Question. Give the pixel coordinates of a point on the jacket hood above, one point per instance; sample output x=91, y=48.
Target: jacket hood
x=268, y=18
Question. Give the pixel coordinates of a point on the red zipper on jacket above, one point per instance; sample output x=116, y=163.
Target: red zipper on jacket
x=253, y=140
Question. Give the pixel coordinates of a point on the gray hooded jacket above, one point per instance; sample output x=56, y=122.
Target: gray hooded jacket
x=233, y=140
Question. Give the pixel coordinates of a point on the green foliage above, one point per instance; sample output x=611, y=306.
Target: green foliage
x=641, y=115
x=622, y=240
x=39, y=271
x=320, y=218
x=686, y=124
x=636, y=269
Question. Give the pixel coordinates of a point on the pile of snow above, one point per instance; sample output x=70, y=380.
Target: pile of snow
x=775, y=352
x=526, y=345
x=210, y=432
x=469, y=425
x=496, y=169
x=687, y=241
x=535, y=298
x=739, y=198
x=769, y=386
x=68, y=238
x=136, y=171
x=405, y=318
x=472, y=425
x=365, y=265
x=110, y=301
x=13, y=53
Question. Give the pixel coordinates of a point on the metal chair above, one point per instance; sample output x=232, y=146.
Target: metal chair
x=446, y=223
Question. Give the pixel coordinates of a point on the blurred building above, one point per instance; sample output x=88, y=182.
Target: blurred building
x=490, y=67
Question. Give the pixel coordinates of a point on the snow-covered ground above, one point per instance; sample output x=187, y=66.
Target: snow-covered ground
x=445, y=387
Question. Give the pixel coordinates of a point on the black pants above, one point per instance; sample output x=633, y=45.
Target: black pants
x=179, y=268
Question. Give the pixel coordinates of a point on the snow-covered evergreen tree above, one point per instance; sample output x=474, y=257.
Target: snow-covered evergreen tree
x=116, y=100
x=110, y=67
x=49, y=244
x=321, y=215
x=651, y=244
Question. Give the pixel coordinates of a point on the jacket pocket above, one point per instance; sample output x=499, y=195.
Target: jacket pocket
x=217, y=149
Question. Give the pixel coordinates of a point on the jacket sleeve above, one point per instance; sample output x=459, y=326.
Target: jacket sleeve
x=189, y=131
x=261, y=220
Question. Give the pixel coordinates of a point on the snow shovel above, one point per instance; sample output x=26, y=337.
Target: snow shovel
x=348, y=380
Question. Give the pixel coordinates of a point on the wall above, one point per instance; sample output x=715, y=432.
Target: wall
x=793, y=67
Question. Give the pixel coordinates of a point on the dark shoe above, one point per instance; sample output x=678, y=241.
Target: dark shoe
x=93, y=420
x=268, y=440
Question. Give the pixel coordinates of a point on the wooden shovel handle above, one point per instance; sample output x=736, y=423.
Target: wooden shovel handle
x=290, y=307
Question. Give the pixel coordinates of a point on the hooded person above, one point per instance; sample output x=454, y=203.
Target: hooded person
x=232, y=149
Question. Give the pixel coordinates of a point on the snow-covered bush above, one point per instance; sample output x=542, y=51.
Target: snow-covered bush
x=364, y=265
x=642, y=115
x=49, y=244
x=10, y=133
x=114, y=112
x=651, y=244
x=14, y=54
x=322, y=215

+ + + + + + +

» GOAL: Rewrite the stretch of the records from the line containing "Question. Give the pixel coordinates of a point on the wall" through the line containing "x=268, y=440", swapping "dark shoe" for "black boot" and leaving everything else unchanged.

» COMPLETE OUTPUT:
Question. Give the pixel coordinates of a point on the wall above, one point per instance; sample output x=715, y=432.
Target: wall
x=793, y=67
Question. Give the pixel coordinates of a point on the black boot above, one point per instance; sample output x=678, y=241.
Target: black boot
x=93, y=420
x=268, y=440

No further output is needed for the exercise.